------ Records supplied ------

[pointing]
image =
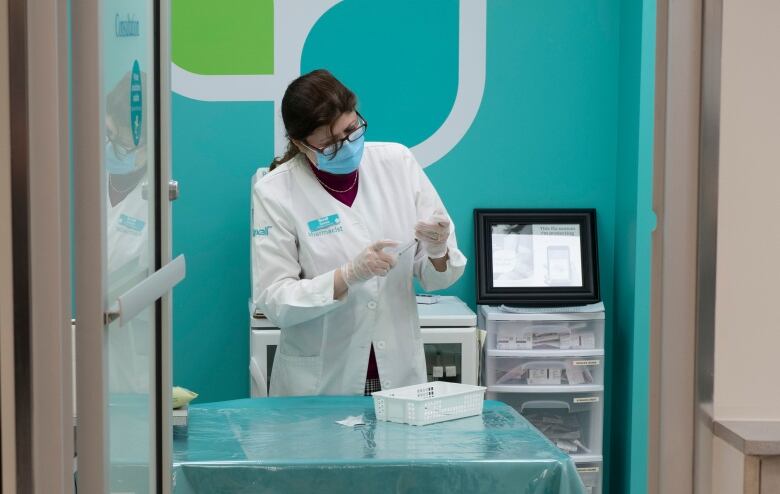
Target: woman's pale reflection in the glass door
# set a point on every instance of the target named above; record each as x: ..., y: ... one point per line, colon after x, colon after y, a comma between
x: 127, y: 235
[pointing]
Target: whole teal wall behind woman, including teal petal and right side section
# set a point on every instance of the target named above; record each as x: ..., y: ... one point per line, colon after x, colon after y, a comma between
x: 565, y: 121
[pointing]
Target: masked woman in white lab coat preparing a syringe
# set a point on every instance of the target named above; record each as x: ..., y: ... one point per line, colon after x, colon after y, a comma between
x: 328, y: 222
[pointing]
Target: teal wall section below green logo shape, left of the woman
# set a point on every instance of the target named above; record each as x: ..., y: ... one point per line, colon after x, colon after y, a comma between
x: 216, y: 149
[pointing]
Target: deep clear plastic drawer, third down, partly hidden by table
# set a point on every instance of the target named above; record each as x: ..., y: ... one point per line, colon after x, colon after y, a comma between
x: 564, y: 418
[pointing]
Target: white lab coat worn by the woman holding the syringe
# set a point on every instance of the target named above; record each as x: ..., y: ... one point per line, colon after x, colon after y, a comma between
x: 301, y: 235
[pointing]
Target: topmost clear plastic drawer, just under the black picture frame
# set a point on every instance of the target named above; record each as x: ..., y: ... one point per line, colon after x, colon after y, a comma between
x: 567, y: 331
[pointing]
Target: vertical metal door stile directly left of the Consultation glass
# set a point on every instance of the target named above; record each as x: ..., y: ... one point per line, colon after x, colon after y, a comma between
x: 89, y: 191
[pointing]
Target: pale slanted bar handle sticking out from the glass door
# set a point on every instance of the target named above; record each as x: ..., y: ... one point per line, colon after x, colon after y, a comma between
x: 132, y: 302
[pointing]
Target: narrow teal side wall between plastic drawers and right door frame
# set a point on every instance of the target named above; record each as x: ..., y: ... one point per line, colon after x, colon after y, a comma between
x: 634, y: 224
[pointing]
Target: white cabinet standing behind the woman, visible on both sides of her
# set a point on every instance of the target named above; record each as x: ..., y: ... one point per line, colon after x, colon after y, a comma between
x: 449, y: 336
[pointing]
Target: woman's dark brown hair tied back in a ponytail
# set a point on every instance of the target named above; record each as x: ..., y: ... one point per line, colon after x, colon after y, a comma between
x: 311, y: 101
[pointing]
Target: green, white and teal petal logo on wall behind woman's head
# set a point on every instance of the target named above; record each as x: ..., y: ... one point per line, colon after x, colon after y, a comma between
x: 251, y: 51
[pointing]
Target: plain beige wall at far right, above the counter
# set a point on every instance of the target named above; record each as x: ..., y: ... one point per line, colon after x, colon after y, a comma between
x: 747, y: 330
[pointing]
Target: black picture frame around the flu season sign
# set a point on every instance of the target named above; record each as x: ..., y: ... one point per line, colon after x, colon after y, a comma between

------

*Task requirements*
Lines of the material may hold the string "clear". Copy each one that does.

*Solution for this exercise*
Target: deep clear plastic drawer, third down, partly hidden by table
Target: topmost clear plastic drawer, just under the black picture frame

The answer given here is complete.